EXERCISE TASK: Extend the forum post below about reading audio levels from an NDI FLTP stream, starting right after the point where it stops.

Getting audio sound level from FLTP audio stream

160 views Asked by At

I need to get audio level or even better, EQ data from NDI audio stream in C++. Here's the struct of a audio packet:

// This describes an audio frame.
typedef struct NDIlib_audio_frame_v3_t {
    // The sample-rate of this buffer.
    int sample_rate;

    // The number of audio channels.
    int no_channels;

    // The number of audio samples per channel.
    int no_samples;

    // The timecode of this frame in 100-nanosecond intervals.
    int64_t timecode;

    // What FourCC describing the type of data for this frame.
    NDIlib_FourCC_audio_type_e FourCC;

    // The audio data.
    uint8_t* p_data;

    union {
        // If the FourCC is not a compressed type and the audio format is planar, then this will be the
        // stride in bytes for a single channel.
        int channel_stride_in_bytes;

        // If the FourCC is a compressed type, then this will be the size of the p_data buffer in bytes.
        int data_size_in_bytes;
    };

    // Per frame metadata for this frame. This is a NULL terminated UTF8 string that should be in XML format.
    // If you do not want any metadata then you may specify NULL here.
    const char* p_metadata;

    // This is only valid when receiving a frame and is specified as a 100-nanosecond time that was the exact
    // moment that the frame was submitted by the sending side and is generated by the SDK. If this value is
    // NDIlib_recv_timestamp_undefined then this value is not available and is NDIlib_recv_timestamp_undefined.

PROVIDED INFORMATION:
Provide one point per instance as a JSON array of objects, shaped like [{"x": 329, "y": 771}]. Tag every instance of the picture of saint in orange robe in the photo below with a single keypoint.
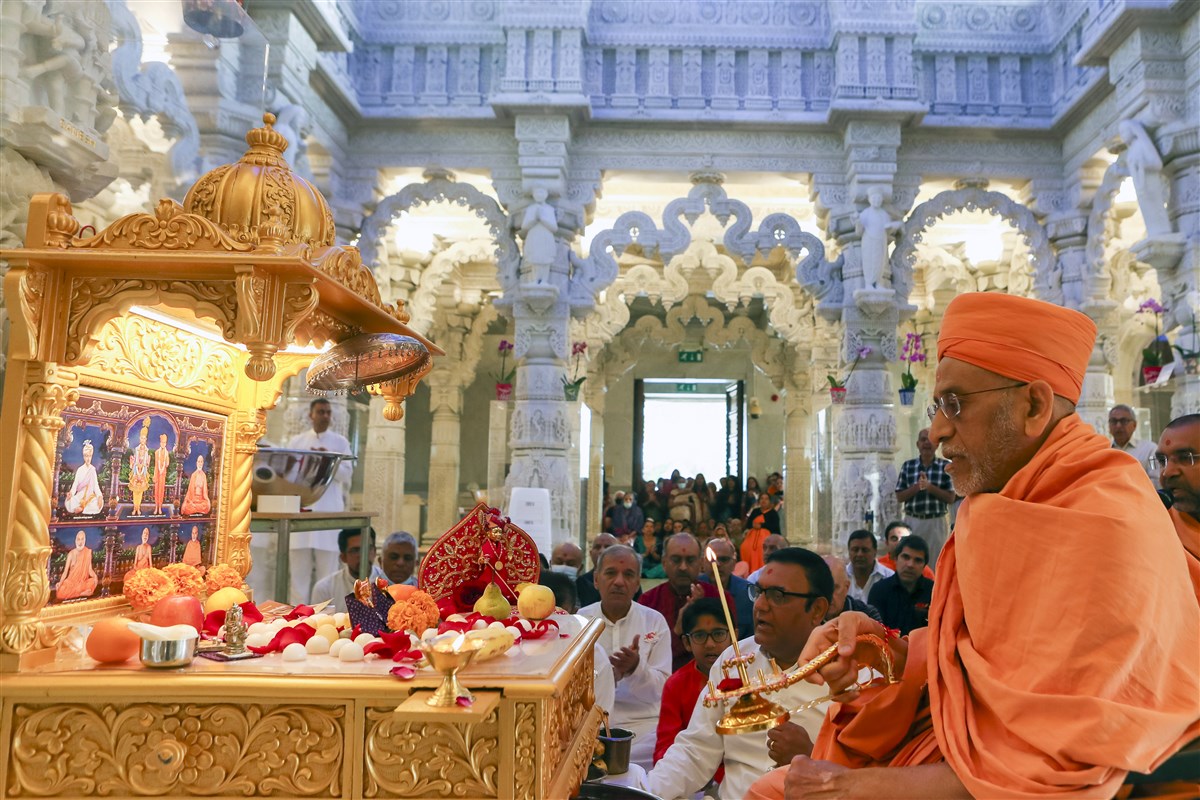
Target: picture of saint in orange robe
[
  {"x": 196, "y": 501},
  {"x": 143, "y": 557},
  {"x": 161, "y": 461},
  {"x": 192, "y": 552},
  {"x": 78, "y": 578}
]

EXPECTED ANSWER:
    int64_t timestamp;

#if NDILIB_CPP_DEFAULT_CONSTRUCTORS
    NDIlib_audio_frame_v3_t(
        int sample_rate_ = 48000, int no_channels_ = 2, int no_samples_ = 0,
        int64_t timecode_ = NDIlib_send_timecode_synthesize,
        NDIlib_FourCC_audio_type_e FourCC_ = NDIlib_FourCC_audio_type_FLTP,
        uint8_t* p_data_ = NULL, int channel_stride_in_bytes_ = 0,
        const char* p_metadata_ = NULL,
        int64_t timestamp_ = 0
    );
#endif // NDILIB_CPP_DEFAULT_CONSTRUCTORS
} NDIlib_audio_frame_v3_t;

Problem is that unlike video frames I have absolutely no idea how binary audio is packed and there's much less information about it online. The best information I found so far is this project:

https://github.com/gavinnn101/fishing_assistant/blob/7f5fcd73de1e39336226b5969cd1c5ca84c8058b/fishing_main.py#L124

It uses PyAudio however which I'm not familiar with and they use 16 bit audio format while mine seems to be 32bit and I can't figure out the struct.unpack stuff either because "%dh"%(count) is telling it some number then h for short which I don't understand how it would interpret.

Is there any C++ library that can take pointer to the data and type then has functions to extract sound level, sound level at certain hertz etc?

Or just some good information on how I would extract this myself? :)

I've searched the web a lot while finding very little. I've placed a breakpoint when the audio frame is populated but given up once I realize there's too many variables to think of that I don't have a clue about like sample rate, channels, sample count etc.

1

There are 1 answers

0
Akandesh On

Got it working using

// This function calculates the RMS value of an audio frame
float calculateRMS(const NDIlib_audio_frame_v2_t& frame)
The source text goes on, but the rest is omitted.